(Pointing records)
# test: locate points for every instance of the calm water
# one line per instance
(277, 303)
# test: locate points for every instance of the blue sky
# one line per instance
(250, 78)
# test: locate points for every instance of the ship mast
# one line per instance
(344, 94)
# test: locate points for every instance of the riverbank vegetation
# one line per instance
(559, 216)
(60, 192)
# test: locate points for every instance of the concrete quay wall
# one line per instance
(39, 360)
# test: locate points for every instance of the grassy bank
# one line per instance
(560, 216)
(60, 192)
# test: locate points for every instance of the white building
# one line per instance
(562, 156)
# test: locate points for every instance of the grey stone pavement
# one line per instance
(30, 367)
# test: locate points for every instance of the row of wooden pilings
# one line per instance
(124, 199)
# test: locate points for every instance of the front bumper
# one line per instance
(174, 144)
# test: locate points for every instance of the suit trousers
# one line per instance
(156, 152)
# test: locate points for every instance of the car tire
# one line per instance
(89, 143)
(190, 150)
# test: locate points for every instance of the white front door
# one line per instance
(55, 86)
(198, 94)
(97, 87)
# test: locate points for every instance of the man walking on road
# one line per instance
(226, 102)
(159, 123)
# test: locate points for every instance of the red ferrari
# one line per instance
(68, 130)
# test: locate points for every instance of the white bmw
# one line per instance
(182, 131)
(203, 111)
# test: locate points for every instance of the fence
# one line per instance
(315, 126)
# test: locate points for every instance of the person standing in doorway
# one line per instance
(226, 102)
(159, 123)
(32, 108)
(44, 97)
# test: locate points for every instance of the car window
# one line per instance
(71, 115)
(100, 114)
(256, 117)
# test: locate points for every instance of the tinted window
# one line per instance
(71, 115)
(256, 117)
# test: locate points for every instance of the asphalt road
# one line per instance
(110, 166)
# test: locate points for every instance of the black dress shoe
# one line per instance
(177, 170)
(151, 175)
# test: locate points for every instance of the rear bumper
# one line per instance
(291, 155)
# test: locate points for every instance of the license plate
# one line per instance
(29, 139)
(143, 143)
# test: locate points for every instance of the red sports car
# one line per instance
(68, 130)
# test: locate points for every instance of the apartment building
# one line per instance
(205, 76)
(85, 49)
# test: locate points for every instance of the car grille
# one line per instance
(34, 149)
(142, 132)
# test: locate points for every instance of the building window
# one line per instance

Task to complete: Copy out every one of the lines above without changing anything.

Written response:
# test: locate points for every instance of the calm water
# one line per instance
(277, 303)
# test: locate points for every instance of the blue sky
# one line per instance
(250, 78)
# test: locate points for every instance of the ship mast
# one line per instance
(344, 94)
# test: locate points for every instance of the riverbank vegetation
# one line per instance
(559, 216)
(60, 192)
# test: locate points for every instance of the concrete quay wall
# one line per instance
(39, 360)
# test: locate points for every instance of the grassy bank
# one line per instance
(560, 216)
(60, 192)
# test: locate points for every instance of the white building
# one line per instance
(562, 156)
# test: locate points for every instance of the grey stone pavement
# one line per instance
(30, 367)
# test: locate points for every instance of the row of wooden pilings
# one line per instance
(124, 199)
# test: locate points for every instance of the front bumper
# one line per instance
(174, 144)
# test: locate points for every instance of the suit trousers
# one line per instance
(156, 152)
# test: locate points for every instance of the car tire
# one line per instance
(89, 143)
(190, 150)
# test: locate points for every instance of the white front door
# one line per instance
(55, 86)
(198, 94)
(97, 87)
# test: locate points for every instance of the man walking on road
# one line per instance
(226, 102)
(159, 123)
# test: locate points for every instance of the red ferrari
# one line per instance
(68, 130)
# test: locate points for every instance of the white bmw
# one line per instance
(182, 131)
(203, 111)
# test: locate points for every instance of the fence
# one line per instance
(315, 126)
# test: locate points for every instance of the person standing in doorway
# one line per instance
(226, 102)
(159, 123)
(32, 108)
(44, 97)
# test: locate points for every instance of the car window
# one line per instance
(71, 115)
(100, 114)
(256, 117)
# test: locate points for every instance of the tinted window
# one line per instance
(71, 115)
(256, 117)
# test: locate points for every instance of the asphalt road
# one line per instance
(110, 166)
# test: locate points for every instance of the black dress shoe
# one line per instance
(177, 170)
(151, 175)
# test: locate points for every instance of the rear bumper
# one line per instance
(291, 155)
# test: locate points for every instance of the license plate
# one line per instance
(29, 139)
(143, 143)
# test: locate points for every instance of the red sports car
# one line per instance
(68, 130)
# test: locate points for every instance of the apartment building
# one line per instance
(205, 76)
(85, 49)
# test: locate points for every instance of the car grille
# one line per instance
(34, 149)
(142, 132)
# test: locate points for every instance of the building window
# one line per instance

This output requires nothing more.